■ What is needed ■
Begin with the line that contains "of the spotlight" and transcribe each line after it, up to and including the last line of the listing below.

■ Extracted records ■
##########

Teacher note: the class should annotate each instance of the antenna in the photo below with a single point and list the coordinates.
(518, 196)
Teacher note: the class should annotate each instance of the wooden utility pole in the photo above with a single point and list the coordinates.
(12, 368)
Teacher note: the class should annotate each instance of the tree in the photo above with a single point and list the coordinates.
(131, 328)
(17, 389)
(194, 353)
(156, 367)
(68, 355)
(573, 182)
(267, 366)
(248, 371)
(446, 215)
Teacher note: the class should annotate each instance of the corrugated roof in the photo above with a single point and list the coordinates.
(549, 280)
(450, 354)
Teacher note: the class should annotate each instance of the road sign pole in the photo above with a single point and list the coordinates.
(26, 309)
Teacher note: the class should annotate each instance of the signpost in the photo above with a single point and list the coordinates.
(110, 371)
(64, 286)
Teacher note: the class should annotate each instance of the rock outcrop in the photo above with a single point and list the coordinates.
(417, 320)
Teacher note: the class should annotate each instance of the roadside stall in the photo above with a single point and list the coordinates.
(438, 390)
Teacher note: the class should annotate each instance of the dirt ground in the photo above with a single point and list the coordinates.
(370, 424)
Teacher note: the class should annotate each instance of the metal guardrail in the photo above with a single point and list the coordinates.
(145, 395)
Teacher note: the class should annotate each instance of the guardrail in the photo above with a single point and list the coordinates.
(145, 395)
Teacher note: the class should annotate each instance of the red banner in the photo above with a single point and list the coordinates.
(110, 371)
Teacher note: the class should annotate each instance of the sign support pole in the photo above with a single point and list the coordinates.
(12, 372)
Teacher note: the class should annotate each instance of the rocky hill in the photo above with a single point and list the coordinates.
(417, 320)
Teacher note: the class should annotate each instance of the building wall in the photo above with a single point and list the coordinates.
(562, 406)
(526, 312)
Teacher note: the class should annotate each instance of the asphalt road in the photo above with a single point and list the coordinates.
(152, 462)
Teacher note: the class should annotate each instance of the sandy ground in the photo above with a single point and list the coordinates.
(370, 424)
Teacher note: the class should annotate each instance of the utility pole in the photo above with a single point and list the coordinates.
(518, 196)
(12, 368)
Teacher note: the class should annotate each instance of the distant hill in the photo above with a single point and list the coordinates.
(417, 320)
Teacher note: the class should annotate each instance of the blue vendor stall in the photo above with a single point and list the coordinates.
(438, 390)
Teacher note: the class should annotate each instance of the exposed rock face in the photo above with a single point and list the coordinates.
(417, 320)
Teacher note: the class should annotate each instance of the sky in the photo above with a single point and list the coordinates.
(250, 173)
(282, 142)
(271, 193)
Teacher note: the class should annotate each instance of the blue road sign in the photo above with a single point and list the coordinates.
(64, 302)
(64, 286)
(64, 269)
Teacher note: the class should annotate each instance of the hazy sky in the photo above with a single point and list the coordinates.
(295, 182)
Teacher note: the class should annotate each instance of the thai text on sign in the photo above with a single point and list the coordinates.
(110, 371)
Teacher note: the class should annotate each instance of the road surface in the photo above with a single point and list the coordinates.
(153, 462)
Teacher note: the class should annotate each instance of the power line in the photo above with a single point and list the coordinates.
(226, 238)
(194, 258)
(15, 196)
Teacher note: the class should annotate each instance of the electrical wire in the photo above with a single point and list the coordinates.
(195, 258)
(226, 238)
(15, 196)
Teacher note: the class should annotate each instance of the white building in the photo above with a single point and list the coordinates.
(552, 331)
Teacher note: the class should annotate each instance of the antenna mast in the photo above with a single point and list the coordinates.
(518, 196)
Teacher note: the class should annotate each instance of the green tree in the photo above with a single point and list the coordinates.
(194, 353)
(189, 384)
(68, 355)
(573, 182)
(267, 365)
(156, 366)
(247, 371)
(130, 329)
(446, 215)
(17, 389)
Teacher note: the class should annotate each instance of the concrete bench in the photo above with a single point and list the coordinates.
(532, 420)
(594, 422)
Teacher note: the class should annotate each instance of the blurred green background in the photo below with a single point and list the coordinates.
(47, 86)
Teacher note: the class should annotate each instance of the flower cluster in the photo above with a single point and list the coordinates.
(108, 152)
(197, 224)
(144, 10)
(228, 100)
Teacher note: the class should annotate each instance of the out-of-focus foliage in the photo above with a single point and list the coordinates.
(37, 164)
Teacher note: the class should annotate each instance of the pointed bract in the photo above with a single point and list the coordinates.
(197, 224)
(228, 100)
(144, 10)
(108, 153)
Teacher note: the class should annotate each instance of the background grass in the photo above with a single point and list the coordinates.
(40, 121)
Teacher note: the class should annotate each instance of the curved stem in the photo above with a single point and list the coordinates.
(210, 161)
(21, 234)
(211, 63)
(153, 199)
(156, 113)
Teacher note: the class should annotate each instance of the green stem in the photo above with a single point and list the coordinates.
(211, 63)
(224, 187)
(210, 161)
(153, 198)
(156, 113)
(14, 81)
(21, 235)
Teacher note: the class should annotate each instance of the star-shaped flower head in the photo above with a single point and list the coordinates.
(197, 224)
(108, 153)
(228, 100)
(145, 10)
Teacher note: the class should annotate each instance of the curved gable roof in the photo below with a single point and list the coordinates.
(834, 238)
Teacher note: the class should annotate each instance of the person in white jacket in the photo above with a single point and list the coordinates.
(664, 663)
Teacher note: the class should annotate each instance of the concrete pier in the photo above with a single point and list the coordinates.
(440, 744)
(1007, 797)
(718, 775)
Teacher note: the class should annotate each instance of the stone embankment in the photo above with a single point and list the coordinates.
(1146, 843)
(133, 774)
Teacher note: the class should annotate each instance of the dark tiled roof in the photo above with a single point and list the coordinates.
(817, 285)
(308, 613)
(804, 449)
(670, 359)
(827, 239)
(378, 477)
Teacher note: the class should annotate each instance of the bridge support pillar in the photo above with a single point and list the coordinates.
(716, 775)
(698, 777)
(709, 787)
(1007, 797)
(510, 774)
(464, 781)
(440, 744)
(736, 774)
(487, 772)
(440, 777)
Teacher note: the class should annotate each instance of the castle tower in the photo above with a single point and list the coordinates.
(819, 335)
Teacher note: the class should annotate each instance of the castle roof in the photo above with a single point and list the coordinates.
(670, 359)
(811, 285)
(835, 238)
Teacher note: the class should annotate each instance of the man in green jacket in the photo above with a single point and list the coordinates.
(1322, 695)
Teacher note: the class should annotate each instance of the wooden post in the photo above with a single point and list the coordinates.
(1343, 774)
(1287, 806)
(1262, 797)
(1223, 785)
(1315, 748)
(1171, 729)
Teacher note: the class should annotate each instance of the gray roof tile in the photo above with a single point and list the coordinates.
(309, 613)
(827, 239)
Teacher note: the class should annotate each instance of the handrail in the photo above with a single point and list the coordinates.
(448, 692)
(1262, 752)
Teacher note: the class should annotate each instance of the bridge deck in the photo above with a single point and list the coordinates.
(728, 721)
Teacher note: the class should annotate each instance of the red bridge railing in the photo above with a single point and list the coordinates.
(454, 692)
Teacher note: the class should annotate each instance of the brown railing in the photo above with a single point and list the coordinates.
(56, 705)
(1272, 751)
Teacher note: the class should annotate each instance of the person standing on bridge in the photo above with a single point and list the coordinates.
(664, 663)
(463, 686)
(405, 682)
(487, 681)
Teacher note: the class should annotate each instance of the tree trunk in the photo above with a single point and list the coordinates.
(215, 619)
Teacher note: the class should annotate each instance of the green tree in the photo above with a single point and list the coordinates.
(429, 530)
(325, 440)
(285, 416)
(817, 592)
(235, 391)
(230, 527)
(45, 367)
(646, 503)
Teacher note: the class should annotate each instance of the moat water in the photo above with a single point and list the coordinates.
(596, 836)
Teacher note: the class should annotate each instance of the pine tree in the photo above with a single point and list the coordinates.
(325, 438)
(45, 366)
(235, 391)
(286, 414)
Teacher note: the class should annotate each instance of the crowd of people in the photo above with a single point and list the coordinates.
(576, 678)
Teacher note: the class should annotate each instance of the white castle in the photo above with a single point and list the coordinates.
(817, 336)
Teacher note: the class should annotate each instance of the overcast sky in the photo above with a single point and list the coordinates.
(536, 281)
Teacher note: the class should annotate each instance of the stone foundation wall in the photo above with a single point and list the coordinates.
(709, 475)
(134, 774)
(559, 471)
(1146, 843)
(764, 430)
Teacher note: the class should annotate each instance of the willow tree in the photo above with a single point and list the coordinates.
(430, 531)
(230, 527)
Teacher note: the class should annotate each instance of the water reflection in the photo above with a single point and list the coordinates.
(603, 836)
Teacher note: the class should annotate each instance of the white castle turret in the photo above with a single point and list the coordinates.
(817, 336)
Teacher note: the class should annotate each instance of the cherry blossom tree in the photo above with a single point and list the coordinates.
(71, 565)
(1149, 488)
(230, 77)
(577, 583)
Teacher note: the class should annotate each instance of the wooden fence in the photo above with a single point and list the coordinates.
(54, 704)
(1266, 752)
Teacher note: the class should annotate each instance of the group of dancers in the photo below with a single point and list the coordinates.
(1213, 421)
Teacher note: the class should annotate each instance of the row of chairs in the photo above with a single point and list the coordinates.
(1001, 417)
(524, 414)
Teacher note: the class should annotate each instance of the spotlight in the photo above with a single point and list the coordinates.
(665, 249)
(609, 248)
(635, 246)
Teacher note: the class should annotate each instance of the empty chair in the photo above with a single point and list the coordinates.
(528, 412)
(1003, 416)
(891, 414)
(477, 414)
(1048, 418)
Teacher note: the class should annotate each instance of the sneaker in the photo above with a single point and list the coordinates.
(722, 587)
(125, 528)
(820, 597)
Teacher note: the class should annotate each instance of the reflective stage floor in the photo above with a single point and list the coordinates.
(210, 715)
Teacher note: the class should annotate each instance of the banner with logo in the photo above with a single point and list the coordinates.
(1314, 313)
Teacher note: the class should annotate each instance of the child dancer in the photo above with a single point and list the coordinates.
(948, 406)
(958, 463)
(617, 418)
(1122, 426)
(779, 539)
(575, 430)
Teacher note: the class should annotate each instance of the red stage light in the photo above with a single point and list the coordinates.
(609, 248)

##########

■ Written response ■
Teacher note: the class should annotate each instance of the spotlight in the photo above with a single point and list the coordinates.
(665, 249)
(609, 248)
(635, 246)
Teacher note: the class should annotate each instance of the empty chair in the photo above with a single point and list the coordinates.
(528, 412)
(1003, 416)
(891, 414)
(477, 414)
(1048, 418)
Teacher note: the class should annotate each instance of the sneaker in the photo above with a single point and list the coordinates.
(722, 587)
(125, 528)
(820, 597)
Teacher note: the class should annotate each instance of the reflective stage floor in the photo above with a single point and list the coordinates.
(210, 715)
Teacher note: the class should annotate each instance of the banner with logo in the photo above with a single point and list the coordinates.
(1314, 313)
Teacher note: the class should annotate each instance of the child dancer in the photo above with a single point and list the coordinates.
(948, 406)
(958, 463)
(617, 418)
(1122, 426)
(779, 539)
(575, 430)
Teacher note: the class should annotate each instance of the red stage light in the photo above with a single point and list the coordinates.
(609, 248)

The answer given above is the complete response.